Source data:
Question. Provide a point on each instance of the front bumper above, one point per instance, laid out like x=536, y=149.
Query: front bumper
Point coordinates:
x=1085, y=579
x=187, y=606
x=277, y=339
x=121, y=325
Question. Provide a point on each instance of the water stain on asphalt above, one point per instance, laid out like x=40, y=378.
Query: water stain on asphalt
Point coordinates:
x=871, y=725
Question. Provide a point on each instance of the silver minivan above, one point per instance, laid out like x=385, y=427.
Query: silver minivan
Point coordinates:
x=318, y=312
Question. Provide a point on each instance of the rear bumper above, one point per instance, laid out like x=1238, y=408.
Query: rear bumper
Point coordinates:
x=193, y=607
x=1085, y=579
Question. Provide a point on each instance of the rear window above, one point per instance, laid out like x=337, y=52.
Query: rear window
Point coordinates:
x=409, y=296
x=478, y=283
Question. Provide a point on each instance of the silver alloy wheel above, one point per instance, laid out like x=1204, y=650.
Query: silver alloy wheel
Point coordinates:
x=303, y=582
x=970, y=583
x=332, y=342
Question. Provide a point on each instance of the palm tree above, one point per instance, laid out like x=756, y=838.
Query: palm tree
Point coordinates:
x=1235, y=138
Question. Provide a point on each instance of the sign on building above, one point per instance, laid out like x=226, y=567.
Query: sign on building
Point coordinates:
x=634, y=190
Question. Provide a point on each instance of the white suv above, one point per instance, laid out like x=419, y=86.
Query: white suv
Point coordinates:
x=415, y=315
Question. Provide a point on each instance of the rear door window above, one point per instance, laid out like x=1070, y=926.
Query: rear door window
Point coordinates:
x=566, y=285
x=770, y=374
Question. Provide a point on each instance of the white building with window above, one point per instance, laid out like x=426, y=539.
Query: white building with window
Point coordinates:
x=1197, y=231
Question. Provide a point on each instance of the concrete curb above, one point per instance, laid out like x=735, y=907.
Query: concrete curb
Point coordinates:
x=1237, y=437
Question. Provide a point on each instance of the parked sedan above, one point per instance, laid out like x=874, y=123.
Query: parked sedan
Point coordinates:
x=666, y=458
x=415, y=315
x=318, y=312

§ TASK TO CARRY OUT:
Copy out all of the records above, substituting "Marked points" for every occurrence of "Point coordinates". Leave everything else unchanged.

§ THE OUTPUT:
Question. Provide a point on each instance of the front bumper above, one point per instance, laid out like x=536, y=149.
Query: front bumper
Marked points:
x=1085, y=579
x=187, y=606
x=277, y=339
x=121, y=325
Question. Provide a point on each instance of the water stain on asphalt above, one point per instance, laid out like x=40, y=378.
Query: water stain on asphalt
Marked points:
x=871, y=725
Question. Provide a point on each instance of the silver minivan above, one point per instance, laid out like x=385, y=427.
Query: silver minivan
Marked points:
x=318, y=312
Question. Provide a point on each instance of the rear bumper above, one point per instance, laid out like x=1238, y=408.
Query: rear bumper
Marked points:
x=193, y=607
x=1085, y=579
Question. Provide a point on each instance of the rear window above, one point per instance, laid out like x=337, y=52.
Query: rear window
Marked points:
x=409, y=296
x=478, y=283
Question. Provide a point on each instance of the silver alloy wheel above, one point per instance, laid out like x=1204, y=650.
Query: silver alloy wheel
Marked points:
x=303, y=582
x=970, y=583
x=332, y=342
Question. Provide a point on each instance of the palm tree above, one point per instance, laid out like x=756, y=838.
Query: palm tree
Marked points:
x=1235, y=138
Question. Provide a point on each instance of the sign on building above, one point per instance, laid out like x=226, y=567.
Query: sign on building
Marked points:
x=634, y=190
Question. Provide a point on each instance of the white suv above, one point per instance, laid out like x=419, y=86.
Query: white suv
Marked points:
x=415, y=315
Question. Provide a point on each instance of the rear door window above, one point per instance, laid out like x=1070, y=926.
Query: rear door window
Marked points:
x=566, y=285
x=770, y=374
Question. Provide a point on each instance of the white building with window above, one point per instance, laid out like x=426, y=539.
Query: white building with window
Marked points:
x=1197, y=231
Question. Provide a point on each instance of the concrete curb above, one point per instance, laid out like x=735, y=907.
Query: concrete curb
Marked points:
x=1237, y=437
Question. Provide a point on each instance of the parked sedan above, one point per instance, laid out like x=874, y=123.
Query: parked sedan
Marked points:
x=666, y=458
x=415, y=315
x=318, y=312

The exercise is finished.